*ZU ERLEDIGEN*.
A) Wie viel Geld bekam die erzählende Person im Text über das Einkaufen im City Center beim Kauf des Handy-Ladegerätes zurück?
B) Fasse im Text über das Einkaufen im City Center den Absatz, der mit „Richtig viel Zeit“ beginnt, als kurze Stichpunktliste zusammen. Die wichtigsten Fakten sollen erhalten bleiben.
C) Führe den Text über das Einkaufen im City Center nach seinem letzten Satz weiter.

*TEXTAUSZUG*.
★ ★ ★
Richtig viel Zeit, die Umgebung zu erkundschaften, bleibt hier zwischen den Einheiten und den etwa 17 Mahlzeiten Fuffzich täglich kaum. Ein Besuch beim nächsten Geldautomaten im "City Center" ließ jedoch gleich aufmerken. Die örtlichen Einzelhändler bieten hier klafterweise Markenware zu ganz erstaunlich günstigen Preisen feil. Dass mich einer der im Januar offenbar tödlich gelangweilten Boutique-Besitzer mit Trick 17 aus dem Touristenfallen-Verkaufseminar (Kapitel 1, Punkt 1) - "Gucken kostet nichts" - zum Stöbern zu überreden versuchte, konnte mich jedoch nicht überzeugen. Ich war bereits gewarnt: Die lokale Preispolitik zu verstehen, setzt nämlich mindestens den Besuch der höheren Handelsschule voraus. Warum mir der Telefonmann den vorsorglichen Erwerb eines neuen Handy-Ladegerätes damit vergolten hat, mir von den passend bezahlten zehn Euro des vereinbarten Verkaufspreis von - man ahnt es - zehn Euro zwinkernd vier wieder rauszugeben, erschließt sich mir auch eine traumlose Nacht später nicht.
★ ★ ★
*BEREITGESTELLTES MATERIAL*.
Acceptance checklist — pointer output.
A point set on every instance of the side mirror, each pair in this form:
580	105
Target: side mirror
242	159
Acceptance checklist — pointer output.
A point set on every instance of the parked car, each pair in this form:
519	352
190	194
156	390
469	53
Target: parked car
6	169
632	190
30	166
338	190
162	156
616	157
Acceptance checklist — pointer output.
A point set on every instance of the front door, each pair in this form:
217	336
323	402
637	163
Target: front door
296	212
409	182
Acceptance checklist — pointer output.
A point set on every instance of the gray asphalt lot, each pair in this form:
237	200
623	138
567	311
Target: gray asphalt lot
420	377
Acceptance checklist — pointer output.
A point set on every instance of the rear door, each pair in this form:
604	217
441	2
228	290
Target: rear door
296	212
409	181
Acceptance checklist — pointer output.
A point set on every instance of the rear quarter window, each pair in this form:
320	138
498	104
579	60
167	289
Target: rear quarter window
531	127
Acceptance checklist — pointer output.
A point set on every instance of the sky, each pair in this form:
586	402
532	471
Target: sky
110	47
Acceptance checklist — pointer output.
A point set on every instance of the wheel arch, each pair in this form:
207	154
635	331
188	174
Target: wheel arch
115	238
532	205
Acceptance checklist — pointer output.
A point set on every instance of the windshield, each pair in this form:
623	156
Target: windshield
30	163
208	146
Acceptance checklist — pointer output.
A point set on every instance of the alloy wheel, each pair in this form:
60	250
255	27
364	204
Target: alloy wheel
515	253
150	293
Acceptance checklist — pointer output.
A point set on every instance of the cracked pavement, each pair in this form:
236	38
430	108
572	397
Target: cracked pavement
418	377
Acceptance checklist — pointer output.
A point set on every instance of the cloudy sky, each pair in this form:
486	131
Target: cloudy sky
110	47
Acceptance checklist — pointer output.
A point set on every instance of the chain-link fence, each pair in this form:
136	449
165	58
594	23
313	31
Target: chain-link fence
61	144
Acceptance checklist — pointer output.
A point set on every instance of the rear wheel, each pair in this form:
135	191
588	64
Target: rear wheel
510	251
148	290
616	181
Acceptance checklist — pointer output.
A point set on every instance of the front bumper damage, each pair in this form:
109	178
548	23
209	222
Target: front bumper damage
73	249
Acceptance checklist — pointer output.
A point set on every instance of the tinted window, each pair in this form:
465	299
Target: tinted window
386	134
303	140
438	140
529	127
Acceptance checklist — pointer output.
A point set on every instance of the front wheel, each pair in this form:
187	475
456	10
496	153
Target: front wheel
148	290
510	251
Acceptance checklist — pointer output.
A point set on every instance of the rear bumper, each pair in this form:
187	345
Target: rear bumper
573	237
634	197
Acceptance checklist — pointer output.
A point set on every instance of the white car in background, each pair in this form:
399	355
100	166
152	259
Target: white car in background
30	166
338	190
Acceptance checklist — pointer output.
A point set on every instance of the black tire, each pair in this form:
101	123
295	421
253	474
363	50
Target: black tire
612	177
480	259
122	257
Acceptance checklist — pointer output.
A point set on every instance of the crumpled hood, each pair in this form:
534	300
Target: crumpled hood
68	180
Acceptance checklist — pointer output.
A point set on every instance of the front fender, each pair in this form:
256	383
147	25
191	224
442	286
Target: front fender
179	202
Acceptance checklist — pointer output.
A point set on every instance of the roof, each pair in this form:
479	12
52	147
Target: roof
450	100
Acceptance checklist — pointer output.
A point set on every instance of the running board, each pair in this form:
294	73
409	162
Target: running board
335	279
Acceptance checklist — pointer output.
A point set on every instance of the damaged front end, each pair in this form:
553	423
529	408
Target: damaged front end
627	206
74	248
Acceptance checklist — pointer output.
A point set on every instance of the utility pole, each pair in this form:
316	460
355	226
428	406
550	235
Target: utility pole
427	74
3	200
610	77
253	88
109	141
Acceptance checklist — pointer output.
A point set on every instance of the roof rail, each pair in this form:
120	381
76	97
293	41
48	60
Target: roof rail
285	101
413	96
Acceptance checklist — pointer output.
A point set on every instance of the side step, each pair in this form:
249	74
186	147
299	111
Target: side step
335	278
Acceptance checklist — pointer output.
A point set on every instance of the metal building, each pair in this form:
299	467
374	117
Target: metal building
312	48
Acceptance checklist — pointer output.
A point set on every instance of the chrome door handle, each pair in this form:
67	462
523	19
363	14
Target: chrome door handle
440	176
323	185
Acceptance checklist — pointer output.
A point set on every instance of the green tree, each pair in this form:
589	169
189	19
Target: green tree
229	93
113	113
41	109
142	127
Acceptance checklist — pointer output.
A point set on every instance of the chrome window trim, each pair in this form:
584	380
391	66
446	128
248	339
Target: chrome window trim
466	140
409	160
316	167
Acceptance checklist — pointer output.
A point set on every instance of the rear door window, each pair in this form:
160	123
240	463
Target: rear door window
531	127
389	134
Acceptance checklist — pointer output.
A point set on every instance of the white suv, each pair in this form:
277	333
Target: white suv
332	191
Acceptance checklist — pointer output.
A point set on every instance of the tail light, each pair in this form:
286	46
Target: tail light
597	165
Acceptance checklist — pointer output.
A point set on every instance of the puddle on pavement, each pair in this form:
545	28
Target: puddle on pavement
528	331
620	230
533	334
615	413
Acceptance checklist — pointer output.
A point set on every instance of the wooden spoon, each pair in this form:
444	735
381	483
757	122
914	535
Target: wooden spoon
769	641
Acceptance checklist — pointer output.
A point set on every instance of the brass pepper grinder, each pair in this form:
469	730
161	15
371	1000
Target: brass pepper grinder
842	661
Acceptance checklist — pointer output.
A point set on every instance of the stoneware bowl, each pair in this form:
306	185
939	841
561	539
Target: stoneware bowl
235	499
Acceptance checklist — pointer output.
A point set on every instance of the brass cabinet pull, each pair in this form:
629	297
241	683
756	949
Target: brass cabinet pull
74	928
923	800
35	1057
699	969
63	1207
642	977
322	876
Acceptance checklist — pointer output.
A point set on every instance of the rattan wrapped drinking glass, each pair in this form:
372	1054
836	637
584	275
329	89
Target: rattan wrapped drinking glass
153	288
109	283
★ ★ ★
*ERWARTETE ERGEBNISSE*.
A) Vier Euro.

B)
- Zwischen den Einheiten und den Mahlzeiten bleibt kaum Zeit, die Umgebung zu erkunden.
- Beim Gang zum Geldautomaten im „City Center“ fällt auf, dass die Händler viel Markenware sehr günstig anbieten.
- Ein Boutique-Besitzer versucht mit „Gucken kostet nichts“ zum Stöbern zu überreden, aber ohne Erfolg.
- Die örtliche Preispolitik gilt als schwer zu verstehen.
- Ein Verkäufer gibt beim Kauf eines Handy-Ladegerätes für vereinbarte zehn Euro vier Euro zurück, ohne dass der Grund klar wird.

C)
Zu den flexiblen Preisen wollen auch die Horrorgeschichten einiger Zaungäste beim rot-weissen Testkick gegen Borussia Dortmunds Zweitvertretung passen. Von 20 Euro für ein Sixpack Efes war dort die Rede. Das können auch die unbestrittenen positiven Nebeneffekte von Dosenbier (macht schlau) nicht aufwiegen. Und das bei teilweise herrlichem Biergartenwetter, bzw. Büchsbierwetter. Wobei das mindestens genauso flatterhaft ist. Während hier mittags regelmäßig der Frühling ausbricht, wird es am späten Nachmittag wie ausgeknipst gefühlte zehn Grad kälter, was jetzt bitte nicht als Meckern missverstanden werden soll.
Trotz der regelmäßigen Doppelschichten (Laufeinheit vor dem Frühstück nicht mit eingerechnet) boten die Essener gegen den Drittligisten einen wirklich kurzweiligen und munteren Kick. Dabei hat die Szenerie einmal mehr offenbart, was Belek im Winter für ein hochgradig kurioser Flecken Erde ist. Hier reihen sich malerische Golfanlagen an scheinbar zahllose gepflegte Fußballplätze und kleine Arenen mit allem Zipp und Zapp - und das alles mitten im Nirgendwo. Ein regelrechter Satellitenstaat, der wochenweise zum politisch vollwertigen Mitglied Fußballdeutschlands wird.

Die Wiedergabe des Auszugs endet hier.